What to work on.
A: Please repeat a passage from the essay guidelines word for word, starting at "2) Avoid plot" and ending after "has been constructed.".
B: Report each line of the entries that contains the word "person".

Source extract.
****

2) Avoid plot summaries. You can assume your readers are familiar with the texts. Concentrate on building your
argument with strong evidence (see #3).
3) Use relevant examples from each text. Consider things like the addition or deletion of episodes and details, the
adoption of a different character’s perspective, the way each text might emphasize or deemphasize the agency of a
particular character, or how the characters are differently portrayed.
4) Pay attention to the medium of your chosen texts. For this short essay, you are writing about literary texts. Consider
literary details like word choice, direct vs. indirect speech, narrative point of view, and other elements of style. In
other words, pay attention not only to what happens in the story, but to how the narrative has been constructed.
5) Include a strong conclusion. A good conclusion should not repeat your introduction and it should be more than just
a summary or repetition of your arguments. A compelling conclusion recaps the central points, draws a connection
between these points, and makes a statement about the broader implications of your argument.

****

Data for this task.

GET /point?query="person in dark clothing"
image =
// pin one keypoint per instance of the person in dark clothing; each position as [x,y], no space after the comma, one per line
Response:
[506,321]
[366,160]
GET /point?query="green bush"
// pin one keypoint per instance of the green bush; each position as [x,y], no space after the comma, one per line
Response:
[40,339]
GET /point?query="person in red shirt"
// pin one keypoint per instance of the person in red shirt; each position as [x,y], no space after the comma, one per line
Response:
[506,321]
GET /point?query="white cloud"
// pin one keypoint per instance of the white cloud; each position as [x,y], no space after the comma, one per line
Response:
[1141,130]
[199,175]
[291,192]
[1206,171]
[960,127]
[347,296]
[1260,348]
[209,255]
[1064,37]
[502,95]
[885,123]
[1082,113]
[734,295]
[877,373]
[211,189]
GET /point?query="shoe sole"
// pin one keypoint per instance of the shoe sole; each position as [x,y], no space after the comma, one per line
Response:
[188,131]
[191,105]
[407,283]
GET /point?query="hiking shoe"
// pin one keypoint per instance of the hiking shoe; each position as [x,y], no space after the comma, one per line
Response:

****

Task results.
A:
2) Avoid plot summaries. You can assume your readers are familiar with the texts. Concentrate on building your
argument with strong evidence (see #3).
3) Use relevant examples from each text. Consider things like the addition or deletion of episodes and details, the
adoption of a different character’s perspective, the way each text might emphasize or deemphasize the agency of a
particular character, or how the characters are differently portrayed.
4) Pay attention to the medium of your chosen texts. For this short essay, you are writing about literary texts. Consider
literary details like word choice, direct vs. indirect speech, narrative point of view, and other elements of style. In
other words, pay attention not only to what happens in the story, but to how the narrative has been constructed.

B:
GET /point?query="person in dark clothing"
// pin one keypoint per instance of the person in dark clothing; each position as [x,y], no space after the comma, one per line
GET /point?query="person in red shirt"
// pin one keypoint per instance of the person in red shirt; each position as [x,y], no space after the comma, one per line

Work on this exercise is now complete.